**Instruction:**
How many lines in the entries below contain the string "panel"? Reply with the number only.

[Stored data]
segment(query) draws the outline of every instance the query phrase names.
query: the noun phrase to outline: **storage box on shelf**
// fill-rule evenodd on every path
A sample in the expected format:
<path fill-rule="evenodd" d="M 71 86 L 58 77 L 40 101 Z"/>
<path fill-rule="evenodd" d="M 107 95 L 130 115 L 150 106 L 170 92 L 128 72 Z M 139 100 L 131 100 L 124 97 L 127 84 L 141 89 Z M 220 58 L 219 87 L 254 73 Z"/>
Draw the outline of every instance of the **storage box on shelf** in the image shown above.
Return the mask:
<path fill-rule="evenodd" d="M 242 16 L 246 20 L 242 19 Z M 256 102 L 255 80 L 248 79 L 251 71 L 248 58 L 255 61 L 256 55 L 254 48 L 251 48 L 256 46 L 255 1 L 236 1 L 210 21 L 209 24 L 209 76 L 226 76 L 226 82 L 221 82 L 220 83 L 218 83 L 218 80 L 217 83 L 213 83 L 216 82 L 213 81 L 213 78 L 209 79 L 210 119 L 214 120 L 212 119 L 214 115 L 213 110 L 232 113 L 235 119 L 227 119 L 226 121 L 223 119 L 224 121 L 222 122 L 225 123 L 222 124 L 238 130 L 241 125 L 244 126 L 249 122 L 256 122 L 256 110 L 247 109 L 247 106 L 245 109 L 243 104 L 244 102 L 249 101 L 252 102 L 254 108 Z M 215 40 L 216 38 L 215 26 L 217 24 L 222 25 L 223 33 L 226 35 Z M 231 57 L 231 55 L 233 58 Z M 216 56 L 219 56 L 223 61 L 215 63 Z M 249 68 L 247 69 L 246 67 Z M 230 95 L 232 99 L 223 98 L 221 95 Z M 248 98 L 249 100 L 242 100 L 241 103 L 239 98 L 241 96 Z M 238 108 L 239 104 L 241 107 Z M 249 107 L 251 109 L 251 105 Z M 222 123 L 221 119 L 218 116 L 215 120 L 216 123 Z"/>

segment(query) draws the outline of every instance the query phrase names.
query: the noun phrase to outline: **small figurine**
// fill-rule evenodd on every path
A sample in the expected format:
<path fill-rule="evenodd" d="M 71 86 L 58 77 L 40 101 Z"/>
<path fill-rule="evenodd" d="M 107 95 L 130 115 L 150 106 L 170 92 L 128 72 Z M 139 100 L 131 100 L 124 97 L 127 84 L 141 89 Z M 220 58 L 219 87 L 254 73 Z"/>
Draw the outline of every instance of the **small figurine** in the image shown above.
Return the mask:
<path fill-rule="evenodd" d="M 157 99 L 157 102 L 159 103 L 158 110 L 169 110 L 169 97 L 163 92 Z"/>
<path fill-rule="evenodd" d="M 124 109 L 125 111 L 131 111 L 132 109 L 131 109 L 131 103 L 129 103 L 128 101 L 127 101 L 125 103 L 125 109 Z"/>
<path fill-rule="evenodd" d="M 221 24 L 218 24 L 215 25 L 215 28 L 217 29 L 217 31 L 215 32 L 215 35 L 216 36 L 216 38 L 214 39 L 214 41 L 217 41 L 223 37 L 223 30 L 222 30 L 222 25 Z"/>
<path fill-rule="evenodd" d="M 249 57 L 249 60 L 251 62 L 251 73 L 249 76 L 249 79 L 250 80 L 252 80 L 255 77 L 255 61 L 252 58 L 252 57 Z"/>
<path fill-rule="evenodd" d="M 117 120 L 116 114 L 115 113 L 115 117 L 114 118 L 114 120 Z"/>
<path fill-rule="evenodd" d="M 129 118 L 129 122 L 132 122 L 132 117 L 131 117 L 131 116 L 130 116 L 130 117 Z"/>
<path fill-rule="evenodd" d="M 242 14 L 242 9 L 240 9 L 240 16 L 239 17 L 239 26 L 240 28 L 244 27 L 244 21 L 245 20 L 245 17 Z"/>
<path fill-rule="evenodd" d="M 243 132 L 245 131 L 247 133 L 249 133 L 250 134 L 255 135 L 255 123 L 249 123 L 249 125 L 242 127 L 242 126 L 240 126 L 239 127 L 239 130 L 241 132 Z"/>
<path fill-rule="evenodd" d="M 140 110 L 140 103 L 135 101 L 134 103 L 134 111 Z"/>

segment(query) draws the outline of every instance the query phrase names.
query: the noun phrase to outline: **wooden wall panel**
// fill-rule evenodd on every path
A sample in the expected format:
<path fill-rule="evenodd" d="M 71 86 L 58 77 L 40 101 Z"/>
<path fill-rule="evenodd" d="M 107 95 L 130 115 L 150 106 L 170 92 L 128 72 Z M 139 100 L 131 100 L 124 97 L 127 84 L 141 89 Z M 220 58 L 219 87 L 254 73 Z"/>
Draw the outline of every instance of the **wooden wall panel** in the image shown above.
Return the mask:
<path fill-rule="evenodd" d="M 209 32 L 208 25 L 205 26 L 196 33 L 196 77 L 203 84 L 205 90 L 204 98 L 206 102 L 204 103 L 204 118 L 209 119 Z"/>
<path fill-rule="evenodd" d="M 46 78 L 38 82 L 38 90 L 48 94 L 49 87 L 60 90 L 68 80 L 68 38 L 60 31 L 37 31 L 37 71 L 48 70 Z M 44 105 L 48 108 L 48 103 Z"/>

**Exercise response:**
2